## [What the task requires]
Everything from the line containing "Can you find the turquoise" through the last line of the data below must be copied exactly, with no other lines included.

########################################

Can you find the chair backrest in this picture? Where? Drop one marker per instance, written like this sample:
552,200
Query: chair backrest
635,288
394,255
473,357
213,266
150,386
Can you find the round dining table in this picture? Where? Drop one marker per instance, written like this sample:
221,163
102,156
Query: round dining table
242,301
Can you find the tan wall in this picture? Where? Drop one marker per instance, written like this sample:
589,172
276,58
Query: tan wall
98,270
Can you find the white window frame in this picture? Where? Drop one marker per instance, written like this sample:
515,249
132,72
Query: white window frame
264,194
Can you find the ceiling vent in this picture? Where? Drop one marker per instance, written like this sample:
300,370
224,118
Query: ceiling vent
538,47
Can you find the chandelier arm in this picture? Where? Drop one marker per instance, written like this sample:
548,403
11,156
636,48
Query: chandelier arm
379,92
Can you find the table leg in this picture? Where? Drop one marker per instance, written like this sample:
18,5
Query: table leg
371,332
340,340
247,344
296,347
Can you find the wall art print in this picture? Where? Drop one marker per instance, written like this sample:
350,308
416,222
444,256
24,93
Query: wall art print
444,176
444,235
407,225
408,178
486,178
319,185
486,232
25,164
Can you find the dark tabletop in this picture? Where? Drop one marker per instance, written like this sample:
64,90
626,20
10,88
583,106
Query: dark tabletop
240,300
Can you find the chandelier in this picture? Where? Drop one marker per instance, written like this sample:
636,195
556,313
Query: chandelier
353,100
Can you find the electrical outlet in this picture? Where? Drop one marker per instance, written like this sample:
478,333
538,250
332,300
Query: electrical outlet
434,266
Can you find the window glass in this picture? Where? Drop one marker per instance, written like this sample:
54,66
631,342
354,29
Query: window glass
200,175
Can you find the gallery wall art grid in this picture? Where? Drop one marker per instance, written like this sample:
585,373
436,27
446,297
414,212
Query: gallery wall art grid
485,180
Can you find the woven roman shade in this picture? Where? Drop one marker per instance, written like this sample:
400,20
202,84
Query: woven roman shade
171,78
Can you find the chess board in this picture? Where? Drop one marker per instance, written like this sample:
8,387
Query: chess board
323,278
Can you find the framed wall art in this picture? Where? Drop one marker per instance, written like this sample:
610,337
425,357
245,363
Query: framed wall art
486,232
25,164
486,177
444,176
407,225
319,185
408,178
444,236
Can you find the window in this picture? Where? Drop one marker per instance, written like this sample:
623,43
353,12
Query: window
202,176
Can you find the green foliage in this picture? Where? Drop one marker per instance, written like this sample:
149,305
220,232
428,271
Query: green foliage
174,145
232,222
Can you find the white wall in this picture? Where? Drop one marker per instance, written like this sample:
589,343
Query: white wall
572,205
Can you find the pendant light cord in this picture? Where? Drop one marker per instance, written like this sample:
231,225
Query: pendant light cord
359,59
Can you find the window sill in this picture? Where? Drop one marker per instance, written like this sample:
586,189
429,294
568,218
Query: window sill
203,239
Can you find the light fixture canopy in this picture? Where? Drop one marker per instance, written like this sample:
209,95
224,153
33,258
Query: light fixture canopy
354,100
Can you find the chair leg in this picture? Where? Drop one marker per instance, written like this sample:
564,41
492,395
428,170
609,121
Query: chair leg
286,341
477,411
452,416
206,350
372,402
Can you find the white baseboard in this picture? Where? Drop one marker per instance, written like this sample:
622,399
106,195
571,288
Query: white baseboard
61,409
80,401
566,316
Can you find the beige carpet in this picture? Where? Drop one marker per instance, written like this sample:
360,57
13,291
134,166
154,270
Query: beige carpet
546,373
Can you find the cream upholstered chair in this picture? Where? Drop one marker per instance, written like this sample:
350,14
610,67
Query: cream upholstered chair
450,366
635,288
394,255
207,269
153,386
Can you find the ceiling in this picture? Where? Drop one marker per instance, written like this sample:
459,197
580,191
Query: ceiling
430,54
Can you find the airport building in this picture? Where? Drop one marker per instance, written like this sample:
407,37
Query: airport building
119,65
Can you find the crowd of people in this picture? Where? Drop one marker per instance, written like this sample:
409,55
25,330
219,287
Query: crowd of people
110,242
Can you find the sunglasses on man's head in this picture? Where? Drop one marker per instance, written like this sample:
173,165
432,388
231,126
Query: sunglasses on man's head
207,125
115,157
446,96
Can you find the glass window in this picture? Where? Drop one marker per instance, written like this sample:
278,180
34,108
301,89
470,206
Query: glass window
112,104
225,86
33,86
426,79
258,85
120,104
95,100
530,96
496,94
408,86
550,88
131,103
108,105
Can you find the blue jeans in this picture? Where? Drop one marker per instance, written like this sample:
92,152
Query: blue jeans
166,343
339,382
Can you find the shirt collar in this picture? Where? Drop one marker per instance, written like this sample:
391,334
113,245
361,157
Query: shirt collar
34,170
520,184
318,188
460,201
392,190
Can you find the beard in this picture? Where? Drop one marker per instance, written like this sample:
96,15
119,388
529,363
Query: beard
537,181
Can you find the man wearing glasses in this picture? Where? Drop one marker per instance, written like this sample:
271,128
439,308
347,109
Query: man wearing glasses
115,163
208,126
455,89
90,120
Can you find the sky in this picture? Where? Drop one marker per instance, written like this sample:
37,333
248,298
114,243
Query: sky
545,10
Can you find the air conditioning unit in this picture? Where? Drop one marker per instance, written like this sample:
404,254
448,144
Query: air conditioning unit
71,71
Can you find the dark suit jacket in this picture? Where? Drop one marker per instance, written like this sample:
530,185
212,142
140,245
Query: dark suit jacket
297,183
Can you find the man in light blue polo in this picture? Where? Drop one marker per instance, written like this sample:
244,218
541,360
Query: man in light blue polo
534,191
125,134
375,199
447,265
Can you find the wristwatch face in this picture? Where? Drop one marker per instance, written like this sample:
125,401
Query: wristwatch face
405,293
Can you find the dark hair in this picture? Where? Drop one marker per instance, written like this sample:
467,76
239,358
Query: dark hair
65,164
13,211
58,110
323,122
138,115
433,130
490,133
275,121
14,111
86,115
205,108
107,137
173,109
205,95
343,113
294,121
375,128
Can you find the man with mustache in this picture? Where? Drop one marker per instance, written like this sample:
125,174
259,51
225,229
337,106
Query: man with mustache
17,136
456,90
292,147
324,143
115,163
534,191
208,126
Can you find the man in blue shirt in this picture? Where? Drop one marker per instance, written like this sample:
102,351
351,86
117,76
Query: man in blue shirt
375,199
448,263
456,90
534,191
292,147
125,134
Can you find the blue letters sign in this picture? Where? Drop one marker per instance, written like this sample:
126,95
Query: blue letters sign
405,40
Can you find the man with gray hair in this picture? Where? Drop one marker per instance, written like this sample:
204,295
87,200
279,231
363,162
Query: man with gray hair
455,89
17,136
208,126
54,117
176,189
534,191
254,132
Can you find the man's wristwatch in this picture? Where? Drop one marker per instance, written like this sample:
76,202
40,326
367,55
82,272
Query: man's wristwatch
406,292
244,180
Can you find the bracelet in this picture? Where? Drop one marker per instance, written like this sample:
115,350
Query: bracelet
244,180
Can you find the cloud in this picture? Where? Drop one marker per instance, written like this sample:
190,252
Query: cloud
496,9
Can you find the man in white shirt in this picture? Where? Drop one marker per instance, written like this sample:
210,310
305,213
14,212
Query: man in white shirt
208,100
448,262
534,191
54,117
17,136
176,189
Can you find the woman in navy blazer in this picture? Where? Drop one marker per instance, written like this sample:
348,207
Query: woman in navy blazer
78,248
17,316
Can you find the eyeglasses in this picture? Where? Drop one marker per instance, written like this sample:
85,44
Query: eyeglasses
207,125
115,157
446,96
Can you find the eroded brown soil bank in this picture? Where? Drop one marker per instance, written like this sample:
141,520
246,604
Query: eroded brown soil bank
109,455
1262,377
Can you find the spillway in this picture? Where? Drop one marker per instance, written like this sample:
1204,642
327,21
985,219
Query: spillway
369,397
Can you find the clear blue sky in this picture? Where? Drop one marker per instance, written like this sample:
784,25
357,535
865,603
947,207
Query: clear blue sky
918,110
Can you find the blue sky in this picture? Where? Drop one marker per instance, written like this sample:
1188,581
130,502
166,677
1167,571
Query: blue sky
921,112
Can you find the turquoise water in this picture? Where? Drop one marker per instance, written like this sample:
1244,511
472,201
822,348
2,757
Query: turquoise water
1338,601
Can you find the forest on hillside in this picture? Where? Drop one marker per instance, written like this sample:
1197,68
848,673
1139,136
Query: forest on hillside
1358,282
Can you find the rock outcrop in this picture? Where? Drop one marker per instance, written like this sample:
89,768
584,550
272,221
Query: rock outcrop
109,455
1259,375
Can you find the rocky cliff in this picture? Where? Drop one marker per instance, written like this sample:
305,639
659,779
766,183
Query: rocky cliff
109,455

########################################

## [Solution to this problem]
Can you find the turquoise water in this picture? Where? Drop one marker per instance, written like this sample:
1244,511
472,201
822,348
2,757
Query: turquoise water
1338,601
Can you find the forest on hillside in this picture? Where? Drop one marker per instance, written like this sample:
1197,68
848,673
1139,136
Query: forest on hillside
1358,282
Can you find the rock outcrop in this picture? Where? Drop one marker per instance, written like this sample:
89,768
584,550
272,221
Query: rock outcrop
109,455
1259,375
Can you find the rocky cliff in this picture? Where? Drop one marker per instance, written like this sample:
305,639
659,779
766,183
Query: rocky cliff
109,455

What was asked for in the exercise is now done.